Documenting Culture: How it Moves

When I was in Johannesburg, I was engaging with artists, designers and creative directors whose work was already operating at a global level. What stood out was not just their talent, but the clarity of their vision. They had a strong sense of authorship from the beginning.

Trevor Stuurman is not just a photographer. He is an internationally recognised creative director; a Forbes 30 Under 30 honouree and TIME Next Generation Leader whose work spans global campaigns, museums and institutions. His images don’t explain African life from the outside; they define it from within.

That same authorship is evident in Thebe Magugu. As the first African to win the LVMH Prize, his work exists at the highest level of luxury while remaining rooted in narrative. He uses garments as a way to archive history and identity. With Lulama Wolf, that authorship takes another form. Her work moves across cities through major art fairs and collaborations. She builds abstract worlds shaped by spirituality, architecture and memory.

Taken together, the work was already intentional and global in its thinking. That was my point of entry.

Now I’m based in London, but what I’m observing is not confined to one place. What’s becoming visible is a network of constant exchange between Johannesburg, London and New York. Ideas don’t stay fixed, they move and shift.

You feel it in real time. One moment I’m at a listening session for Kanye West, the next I’m at the Schiaparelli Fashion Becomes Art exhibition where fashion is positioned as history. One night it’s Roc Marciano at the Jazz Café which is intimate and deliberate. Another, it’s Rick Ross in Camden which is scale and spectacle.

These moments don’t sit in isolation. They speak to each other. Across cities, there is a clear shift in what is being valued.

- _Work to be completed_: Continue the essay on documenting culture, picking up after its final sentence.

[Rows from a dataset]
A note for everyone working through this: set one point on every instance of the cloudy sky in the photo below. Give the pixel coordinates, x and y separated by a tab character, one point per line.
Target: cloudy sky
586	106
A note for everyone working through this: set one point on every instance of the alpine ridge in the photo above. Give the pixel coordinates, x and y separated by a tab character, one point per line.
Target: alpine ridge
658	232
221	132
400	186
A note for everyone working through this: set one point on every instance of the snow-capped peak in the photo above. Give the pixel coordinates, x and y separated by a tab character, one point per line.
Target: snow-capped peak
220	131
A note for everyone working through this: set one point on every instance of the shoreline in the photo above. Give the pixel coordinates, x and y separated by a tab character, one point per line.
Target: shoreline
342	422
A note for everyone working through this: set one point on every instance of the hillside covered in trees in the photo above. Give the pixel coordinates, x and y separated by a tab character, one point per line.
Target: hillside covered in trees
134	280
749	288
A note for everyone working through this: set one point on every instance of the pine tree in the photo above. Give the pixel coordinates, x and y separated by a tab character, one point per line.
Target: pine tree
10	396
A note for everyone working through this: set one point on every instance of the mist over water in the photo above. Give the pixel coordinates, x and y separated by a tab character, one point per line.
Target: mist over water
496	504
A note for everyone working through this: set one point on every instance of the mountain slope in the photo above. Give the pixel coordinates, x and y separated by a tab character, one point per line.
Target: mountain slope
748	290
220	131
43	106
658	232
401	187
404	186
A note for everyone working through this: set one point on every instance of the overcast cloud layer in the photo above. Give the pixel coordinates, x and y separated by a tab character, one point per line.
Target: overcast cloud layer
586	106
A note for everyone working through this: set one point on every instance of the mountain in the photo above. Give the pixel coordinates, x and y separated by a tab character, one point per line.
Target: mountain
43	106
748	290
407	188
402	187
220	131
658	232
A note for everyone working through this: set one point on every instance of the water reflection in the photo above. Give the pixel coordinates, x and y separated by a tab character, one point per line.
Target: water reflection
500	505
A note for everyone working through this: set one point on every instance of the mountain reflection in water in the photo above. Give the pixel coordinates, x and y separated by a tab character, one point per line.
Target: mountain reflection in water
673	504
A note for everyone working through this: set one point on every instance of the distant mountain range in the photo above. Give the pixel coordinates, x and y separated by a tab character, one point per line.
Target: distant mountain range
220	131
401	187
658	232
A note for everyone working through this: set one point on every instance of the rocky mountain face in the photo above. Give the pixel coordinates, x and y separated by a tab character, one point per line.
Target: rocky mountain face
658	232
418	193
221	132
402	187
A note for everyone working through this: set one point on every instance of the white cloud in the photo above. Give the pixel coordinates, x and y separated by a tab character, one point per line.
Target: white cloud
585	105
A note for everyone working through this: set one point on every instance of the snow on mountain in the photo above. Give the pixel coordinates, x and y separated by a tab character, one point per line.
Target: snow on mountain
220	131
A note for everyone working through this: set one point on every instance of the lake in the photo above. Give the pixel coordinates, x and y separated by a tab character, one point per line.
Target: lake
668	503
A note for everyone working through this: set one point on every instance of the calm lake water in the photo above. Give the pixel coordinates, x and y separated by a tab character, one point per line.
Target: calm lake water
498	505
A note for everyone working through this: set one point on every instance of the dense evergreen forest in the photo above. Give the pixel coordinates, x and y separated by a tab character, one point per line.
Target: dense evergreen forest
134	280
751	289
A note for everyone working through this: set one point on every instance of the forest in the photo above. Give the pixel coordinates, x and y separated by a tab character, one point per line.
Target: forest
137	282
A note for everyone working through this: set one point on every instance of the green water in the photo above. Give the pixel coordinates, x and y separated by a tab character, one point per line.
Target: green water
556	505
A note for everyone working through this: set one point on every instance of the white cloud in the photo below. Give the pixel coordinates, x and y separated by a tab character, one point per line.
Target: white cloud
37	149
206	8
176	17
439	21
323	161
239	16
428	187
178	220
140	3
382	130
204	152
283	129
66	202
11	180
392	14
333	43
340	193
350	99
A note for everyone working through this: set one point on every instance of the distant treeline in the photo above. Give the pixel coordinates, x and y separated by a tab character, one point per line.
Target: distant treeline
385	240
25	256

- _Written reply_:
In fashion, the emphasis has moved away from status and toward storytelling. Designers are less concerned with fitting into established categories and more focused on constructing narratives that travel. Materials and references are used intentionally to express identity, not nostalgia.

In art, the shift is just as direct. The work is no longer only about visibility within traditional systems, but about building independence around it. In Johannesburg, you see spaces emerging outside of established galleries through environments that prioritise ownership. At the same time, conversations are becoming more layered. Identity is no longer approached as a fixed category but as something complex, intersecting and constantly being redefined.

In hip-hop, a similar shift is unfolding. There is a growing fatigue with repetition and exaggerated discourse which pushes artists toward more intentional ways of building meaning. At the same time, there is a resistance to overproduction and artificial enhancement, with creative decisions becoming more deliberate. The result is work that is more defined and anchored in a clear point of view.

You can see this clearly in moments like Kendrick Lamar’s The Pop Out. It wasn’t just a concert. It was a curated assembly of unity, legacy and Los Angeles pride brought into one space. Using the format of a rap show, he archived a specific moment of unity. The message was what made it land.

And across all of this, the same tension appears .There is a move away from scale for the sake of visibility, and toward intention. Audiences are no longer responding to exposure alone. They are responding to experiences that feel considered, environments that feel specific and work that carries meaning beyond its surface.

Seen from this position, the question is not which city is ahead, or which one defines the moment. The question is what happens as work moves between them. Because as it moves, it accumulates context.

The same idea can exist in Johannesburg, London and New York but it will not land in the same way. It will be shaped by the people who encounter it, the systems that support it and the environments that frame it. I’ve seen how the work is created. Now I’m observing how it travels and how those movements reshape what it becomes over time.

This is not a comparison. It is continuous exploration. This is The Documentor.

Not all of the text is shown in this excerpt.